Location identification material
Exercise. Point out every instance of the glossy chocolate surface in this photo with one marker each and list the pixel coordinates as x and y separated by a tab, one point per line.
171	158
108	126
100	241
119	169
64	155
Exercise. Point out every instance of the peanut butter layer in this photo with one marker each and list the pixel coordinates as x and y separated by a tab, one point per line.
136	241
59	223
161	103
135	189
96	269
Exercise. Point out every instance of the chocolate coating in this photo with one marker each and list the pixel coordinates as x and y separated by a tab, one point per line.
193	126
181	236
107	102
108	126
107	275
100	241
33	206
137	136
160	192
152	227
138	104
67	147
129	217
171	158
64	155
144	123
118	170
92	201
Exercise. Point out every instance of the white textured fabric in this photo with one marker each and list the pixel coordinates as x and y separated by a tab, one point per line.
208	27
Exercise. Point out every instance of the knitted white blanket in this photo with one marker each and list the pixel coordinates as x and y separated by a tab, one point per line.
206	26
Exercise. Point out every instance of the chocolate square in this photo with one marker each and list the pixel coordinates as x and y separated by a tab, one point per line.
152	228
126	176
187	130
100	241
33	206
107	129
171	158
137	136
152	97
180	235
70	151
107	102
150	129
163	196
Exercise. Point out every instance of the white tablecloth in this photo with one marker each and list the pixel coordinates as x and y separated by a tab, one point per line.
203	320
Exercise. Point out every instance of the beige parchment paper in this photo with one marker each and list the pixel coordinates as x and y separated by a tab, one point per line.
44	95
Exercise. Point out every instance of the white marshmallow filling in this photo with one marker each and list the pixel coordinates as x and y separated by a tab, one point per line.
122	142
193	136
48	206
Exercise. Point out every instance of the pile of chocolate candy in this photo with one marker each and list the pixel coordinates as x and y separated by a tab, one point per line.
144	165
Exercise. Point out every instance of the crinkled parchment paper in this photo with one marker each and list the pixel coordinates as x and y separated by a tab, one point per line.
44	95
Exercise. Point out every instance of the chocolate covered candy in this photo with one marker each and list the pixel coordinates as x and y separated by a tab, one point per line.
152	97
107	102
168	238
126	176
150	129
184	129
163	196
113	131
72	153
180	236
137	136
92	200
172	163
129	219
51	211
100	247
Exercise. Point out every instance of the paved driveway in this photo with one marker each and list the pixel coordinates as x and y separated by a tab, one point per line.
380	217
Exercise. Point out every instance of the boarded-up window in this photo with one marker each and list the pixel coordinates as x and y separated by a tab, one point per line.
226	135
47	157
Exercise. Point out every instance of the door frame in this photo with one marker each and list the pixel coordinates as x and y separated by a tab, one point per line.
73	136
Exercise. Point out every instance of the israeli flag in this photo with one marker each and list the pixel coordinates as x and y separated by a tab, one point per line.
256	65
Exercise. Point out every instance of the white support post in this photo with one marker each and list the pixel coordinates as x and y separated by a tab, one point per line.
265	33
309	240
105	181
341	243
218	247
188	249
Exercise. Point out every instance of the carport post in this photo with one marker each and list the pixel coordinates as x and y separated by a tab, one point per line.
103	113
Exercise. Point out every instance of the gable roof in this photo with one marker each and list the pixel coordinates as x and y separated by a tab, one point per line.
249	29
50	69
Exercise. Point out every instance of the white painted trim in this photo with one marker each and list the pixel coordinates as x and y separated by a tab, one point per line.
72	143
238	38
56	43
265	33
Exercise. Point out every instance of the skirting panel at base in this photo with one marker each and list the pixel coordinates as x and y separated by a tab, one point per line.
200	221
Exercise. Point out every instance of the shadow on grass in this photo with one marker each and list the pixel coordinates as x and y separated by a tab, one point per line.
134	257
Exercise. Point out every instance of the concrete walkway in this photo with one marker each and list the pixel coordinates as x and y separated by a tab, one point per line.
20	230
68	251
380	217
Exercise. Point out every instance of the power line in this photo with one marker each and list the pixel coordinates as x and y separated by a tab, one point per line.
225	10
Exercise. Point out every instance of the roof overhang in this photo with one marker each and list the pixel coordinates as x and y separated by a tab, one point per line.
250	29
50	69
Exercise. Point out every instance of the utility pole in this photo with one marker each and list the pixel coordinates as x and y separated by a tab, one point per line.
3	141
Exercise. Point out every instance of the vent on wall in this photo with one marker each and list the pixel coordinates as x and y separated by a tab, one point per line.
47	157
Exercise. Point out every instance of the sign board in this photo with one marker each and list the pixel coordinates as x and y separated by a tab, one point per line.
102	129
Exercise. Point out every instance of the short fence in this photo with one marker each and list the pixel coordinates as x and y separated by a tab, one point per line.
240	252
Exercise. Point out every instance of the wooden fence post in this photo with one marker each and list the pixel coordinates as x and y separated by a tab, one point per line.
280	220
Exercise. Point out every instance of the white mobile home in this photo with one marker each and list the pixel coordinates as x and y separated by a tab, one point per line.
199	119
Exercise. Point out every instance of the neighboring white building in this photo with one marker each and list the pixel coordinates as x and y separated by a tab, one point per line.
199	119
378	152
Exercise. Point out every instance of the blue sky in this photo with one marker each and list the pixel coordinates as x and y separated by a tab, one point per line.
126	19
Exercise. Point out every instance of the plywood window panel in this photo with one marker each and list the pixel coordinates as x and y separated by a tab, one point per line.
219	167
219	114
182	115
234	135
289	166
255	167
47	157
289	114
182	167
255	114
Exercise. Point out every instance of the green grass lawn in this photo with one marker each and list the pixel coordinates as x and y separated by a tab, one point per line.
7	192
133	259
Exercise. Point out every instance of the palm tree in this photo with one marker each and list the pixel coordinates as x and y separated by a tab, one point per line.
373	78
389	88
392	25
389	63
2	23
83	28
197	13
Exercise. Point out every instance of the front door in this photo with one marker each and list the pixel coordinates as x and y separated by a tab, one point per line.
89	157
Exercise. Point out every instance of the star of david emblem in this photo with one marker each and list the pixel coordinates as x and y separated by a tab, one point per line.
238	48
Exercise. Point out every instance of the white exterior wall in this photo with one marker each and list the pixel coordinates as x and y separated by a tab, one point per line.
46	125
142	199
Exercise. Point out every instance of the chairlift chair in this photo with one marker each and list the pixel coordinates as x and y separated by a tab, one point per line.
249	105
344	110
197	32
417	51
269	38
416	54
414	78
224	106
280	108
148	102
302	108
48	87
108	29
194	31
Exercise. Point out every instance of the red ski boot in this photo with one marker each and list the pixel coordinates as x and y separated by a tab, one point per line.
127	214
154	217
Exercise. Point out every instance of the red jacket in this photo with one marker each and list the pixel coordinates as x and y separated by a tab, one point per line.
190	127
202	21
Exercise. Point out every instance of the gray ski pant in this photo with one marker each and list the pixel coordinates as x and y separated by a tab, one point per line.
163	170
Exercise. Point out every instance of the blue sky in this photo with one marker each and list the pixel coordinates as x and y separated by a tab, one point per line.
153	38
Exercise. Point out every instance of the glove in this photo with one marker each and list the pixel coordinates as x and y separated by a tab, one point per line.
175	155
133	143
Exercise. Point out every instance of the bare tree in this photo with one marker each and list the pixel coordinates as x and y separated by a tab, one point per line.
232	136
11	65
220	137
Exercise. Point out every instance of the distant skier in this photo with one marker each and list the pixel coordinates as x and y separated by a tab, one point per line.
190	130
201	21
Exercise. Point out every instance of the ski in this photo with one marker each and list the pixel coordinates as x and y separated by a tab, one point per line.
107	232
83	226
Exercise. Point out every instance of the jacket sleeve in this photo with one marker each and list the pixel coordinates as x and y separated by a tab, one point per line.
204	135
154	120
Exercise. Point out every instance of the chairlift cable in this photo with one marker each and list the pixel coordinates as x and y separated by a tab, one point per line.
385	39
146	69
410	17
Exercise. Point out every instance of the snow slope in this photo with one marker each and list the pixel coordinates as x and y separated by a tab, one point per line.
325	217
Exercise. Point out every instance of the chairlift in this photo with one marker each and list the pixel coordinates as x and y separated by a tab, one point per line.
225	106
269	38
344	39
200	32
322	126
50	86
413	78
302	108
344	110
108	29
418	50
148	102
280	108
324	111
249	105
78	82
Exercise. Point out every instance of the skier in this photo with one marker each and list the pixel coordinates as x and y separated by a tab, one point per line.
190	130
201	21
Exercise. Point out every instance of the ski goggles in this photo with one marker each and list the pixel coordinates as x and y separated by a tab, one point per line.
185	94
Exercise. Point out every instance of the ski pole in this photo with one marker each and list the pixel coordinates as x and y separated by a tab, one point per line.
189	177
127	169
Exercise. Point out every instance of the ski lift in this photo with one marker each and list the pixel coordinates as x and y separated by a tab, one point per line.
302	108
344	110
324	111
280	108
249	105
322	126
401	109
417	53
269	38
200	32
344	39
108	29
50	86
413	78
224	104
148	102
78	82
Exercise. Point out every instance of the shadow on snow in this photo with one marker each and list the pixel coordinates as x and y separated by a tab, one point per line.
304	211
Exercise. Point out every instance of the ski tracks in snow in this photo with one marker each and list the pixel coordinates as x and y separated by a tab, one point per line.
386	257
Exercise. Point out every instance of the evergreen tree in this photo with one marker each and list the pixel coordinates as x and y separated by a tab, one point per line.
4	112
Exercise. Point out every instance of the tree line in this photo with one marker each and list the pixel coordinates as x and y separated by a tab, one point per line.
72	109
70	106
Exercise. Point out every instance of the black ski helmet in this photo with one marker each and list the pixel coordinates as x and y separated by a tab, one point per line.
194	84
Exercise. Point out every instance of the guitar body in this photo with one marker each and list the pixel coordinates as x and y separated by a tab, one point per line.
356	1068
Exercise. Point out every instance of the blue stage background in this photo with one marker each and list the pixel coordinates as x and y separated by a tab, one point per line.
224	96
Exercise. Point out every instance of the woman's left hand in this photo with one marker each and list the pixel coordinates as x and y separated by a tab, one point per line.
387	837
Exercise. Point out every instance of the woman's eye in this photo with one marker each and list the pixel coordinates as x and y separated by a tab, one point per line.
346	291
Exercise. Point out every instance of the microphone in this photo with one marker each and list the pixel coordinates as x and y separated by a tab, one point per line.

◆ Job:
Please return, word for word, the part of the material above that opens with the line containing "Exercise. Point out every instance of the evergreen" and runs through the end of the material, including both the first and last lines.

◆ Written response:
Exercise. Point out every instance of the evergreen tree in this photo with one marker each and list the pixel coordinates as x and y separated by a tab, one point per line.
4	112
Exercise. Point out every instance of the tree line in this photo with one marker each and list the pixel coordinates as x and y separated by a tab, one point per line.
72	109
70	106
Exercise. Point out every instance of the black ski helmet in this photo with one marker each and list the pixel coordinates as x and y separated by a tab, one point per line.
194	84
Exercise. Point out every instance of the guitar body in this photo with one marker each and list the pixel coordinates as x and y separated by a tab, one point per line.
356	1068
Exercise. Point out every instance of the blue stage background in this photo with one marker each and list the pixel coordinates as x and y separated by a tab, one point per line.
224	96
Exercise. Point out every instance of the woman's left hand in this photo with one marker each and list the pixel coordinates as x and y separated by a tab, one point per line.
387	837
Exercise. Point out every instance of the woman's eye in this photo with one marker each and list the pixel coordinates as x and y separated by a tab, one point per line.
346	291
Exercise. Point out every instance of the microphone in this photo with one marker each and list the pixel coordinates as x and y separated by a tab, one point per line.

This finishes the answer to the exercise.